● SOURCE TEXT:
[start]
"The Colors of Life"

by: G. O. Miller, Sierra, January 1984

Directions: Read the entire article first, then answer the following questions.

Color

1. Who found that white light actually contains all colors of light? ______

2. Colors of light physically differ in their ______.

3. How does a prism "break up" white light into its component colors?

4. How is a rainbow made?

Hues In Nature

5. How do we explain the colors of the blue sky, a red sunset, or the deep blue ocean?

(Same process accounts for all three.)

6. What are pigments?

Plant and Animal Colors

7. What does chlorophyll, the most important of all pigments, do?

8. Name two other pigments found in plants or plant parts:

9. What happens in the fall when the leaves of some kinds of trees change color?

10. Iridescent colors are not produced by pigments. How are they made?

11. Explain the ability of a small lizard called an anole ("chameleon") to change its skin color.

12. Explain the quote from the end of the article, "With sunlight as a brush, Nature has painted a beautiful world…" (Write your answer on the back).

by: George Oxford Miller

Why is the sky blue and the sunset so often red? Why do a peacocks feather sometimes boast beautiful, glimmering shades of blue and green, while at other times they can appear a dull gray? How can there be so many different colors of flowers? Scientists learned the answers to these and many other questions as they discovered more about light.

Three hundred years ago, one of the greatest scientists of all time, Sir Isaac Newton, discovered that red, yellow, green, blue, and all other colors are contained in every sunbeam. He used a specially cut and shaped block of glass called a prism to prove that there is a rainbow in every ray of white light, which is one of the kinds of visible light produced by the sun. White light is actually a combination of many different colors, or frequencies, of light.

We can use a prism to help us understand how sunlight causes the colorful arch we call a rainbow to display itself across the sky during a rain. To do so, we first need to see how light behaves when it travels through some material other than the air.

Light travels more slowly through water or glass than it does through a vacuum or the atmosphere. In fact, through water it travels only three fourths as fast as it does through a vacuum, and through glass two-thirds as fast. This is because the air is not nearly as dense as these substances are. When a ray of light enters a raindrop at an angle to the drop's surface, it bends as it slows down. The different colors do not all bend at the same angle because each is traveling at a different frequency.

This effect is easy to see if we use a triangular prism. (See the illustration on the next page.) A beam of white light projected through the prism is separated into a spectrum, a band of colors that contains all the hues of the rainbow: red, orange, yellow, green, blue, indigo, and violet. These spectral colors are the visible impressions we receive of the different wavelengths that make up white light. Although light waves are almost unbelievably short, the subtle differences among their lengths are interpreted by our eyes in such a way that we perceive them as being of different colors. Wavelengths of light are either shorter of longer than one another; they travel through the prism at different speeds, and so enter and depart the prism at slightly different times and angles. This is why a prism "breaks up" visible light into its spectral colors the way it does. Short wavelengths, which appear to us as blue or violet, are refracted (bent) the most; these are the ones that travel most slowly through a prism. Longer, reddish wavelengths, which travels most rapidly, are refracted the least.
[end]
● LIST OF TASKS:
a: Copy out the part of the article on the colors of light starting at "Directions: Read the" and ending at "its component colors?".
b: In the article on the colors of light, how fast does light travel through glass compared with its speed through a vacuum?

● MATERIAL:
[start]
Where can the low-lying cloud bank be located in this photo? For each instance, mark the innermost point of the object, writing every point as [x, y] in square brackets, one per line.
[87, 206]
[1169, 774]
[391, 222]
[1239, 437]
[end]
● EXPECTED RESULTS:
a:
Directions: Read the entire article first, then answer the following questions.

Color

1. Who found that white light actually contains all colors of light? ______

2. Colors of light physically differ in their ______.

3. How does a prism "break up" white light into its component colors?

b: Two-thirds as fast.